What to produce – All records below are to be set down exactly, each character intact.

BEGIN

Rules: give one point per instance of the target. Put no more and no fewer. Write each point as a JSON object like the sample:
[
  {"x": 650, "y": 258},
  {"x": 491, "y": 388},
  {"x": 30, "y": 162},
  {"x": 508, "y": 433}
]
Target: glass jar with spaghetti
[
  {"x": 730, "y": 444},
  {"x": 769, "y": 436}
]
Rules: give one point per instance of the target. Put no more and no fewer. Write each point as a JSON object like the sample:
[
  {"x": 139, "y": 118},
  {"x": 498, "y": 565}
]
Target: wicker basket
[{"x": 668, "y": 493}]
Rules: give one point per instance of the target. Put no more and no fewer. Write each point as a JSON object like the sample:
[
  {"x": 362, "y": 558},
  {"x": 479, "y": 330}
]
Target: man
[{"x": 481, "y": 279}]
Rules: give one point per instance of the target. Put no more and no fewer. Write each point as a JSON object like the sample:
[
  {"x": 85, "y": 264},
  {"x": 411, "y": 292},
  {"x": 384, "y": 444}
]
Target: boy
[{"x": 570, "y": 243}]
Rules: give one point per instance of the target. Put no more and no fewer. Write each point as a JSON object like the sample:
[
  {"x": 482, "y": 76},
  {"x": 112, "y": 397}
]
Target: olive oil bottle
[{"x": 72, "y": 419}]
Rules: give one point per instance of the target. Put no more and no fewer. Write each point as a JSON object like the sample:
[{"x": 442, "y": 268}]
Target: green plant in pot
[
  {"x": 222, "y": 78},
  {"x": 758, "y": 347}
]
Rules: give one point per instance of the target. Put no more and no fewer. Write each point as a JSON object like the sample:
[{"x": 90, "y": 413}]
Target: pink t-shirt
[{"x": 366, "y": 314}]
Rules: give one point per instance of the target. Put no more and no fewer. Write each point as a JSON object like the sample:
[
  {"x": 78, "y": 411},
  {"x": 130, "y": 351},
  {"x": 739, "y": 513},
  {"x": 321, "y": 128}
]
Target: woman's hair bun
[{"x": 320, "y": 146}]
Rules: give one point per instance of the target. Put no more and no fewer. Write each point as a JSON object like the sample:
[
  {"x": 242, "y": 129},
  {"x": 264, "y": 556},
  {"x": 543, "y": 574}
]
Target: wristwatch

END

Solution to this problem –
Rules: give one point per instance of the target. Put no more and no fewer. Write each point as a JSON object like the sample:
[
  {"x": 650, "y": 258},
  {"x": 491, "y": 388},
  {"x": 30, "y": 162},
  {"x": 508, "y": 433}
]
Target: glass jar with spaghetti
[
  {"x": 730, "y": 444},
  {"x": 769, "y": 436}
]
Rules: give one point per instance of the target. Put no more and no fewer. Write each point as a JSON object like the sample:
[
  {"x": 139, "y": 118},
  {"x": 498, "y": 565}
]
Target: wicker basket
[{"x": 668, "y": 493}]
Rules: give one point per instance of the target. Put no more and no fewer. Write each point as a JSON object like the sample:
[
  {"x": 362, "y": 558},
  {"x": 479, "y": 330}
]
Target: man
[{"x": 481, "y": 279}]
Rules: give one point per instance of the target. Put no more and no fewer. Write each point as a JSON object like the sample:
[
  {"x": 85, "y": 264},
  {"x": 411, "y": 292},
  {"x": 384, "y": 444}
]
Target: boy
[{"x": 570, "y": 243}]
Rules: give one point per instance of the target. Put no more and no fewer. Write each point as a JSON object like the sample:
[
  {"x": 482, "y": 76},
  {"x": 112, "y": 397}
]
Target: olive oil bottle
[{"x": 72, "y": 419}]
Rules: give one point per instance of the target. Put no more and no fewer. Write each point as a JSON object like the sample:
[{"x": 442, "y": 268}]
Target: green plant in pot
[
  {"x": 222, "y": 78},
  {"x": 758, "y": 347}
]
Rules: give one point per instance of the target. Put no more and no fewer. Write each point as a JSON object like the sample:
[{"x": 90, "y": 413}]
Target: pink t-shirt
[{"x": 366, "y": 314}]
Rules: give one point per instance of the target. Put no more and no fewer. Write each point as a JSON object like the sample:
[
  {"x": 78, "y": 411},
  {"x": 130, "y": 351},
  {"x": 739, "y": 513},
  {"x": 321, "y": 128}
]
Target: woman's hair bun
[{"x": 320, "y": 146}]
Rules: give one point per instance of the target. Put no more and no fewer. Write each point as a JSON object like the sample:
[
  {"x": 242, "y": 129},
  {"x": 264, "y": 556},
  {"x": 543, "y": 574}
]
Target: wristwatch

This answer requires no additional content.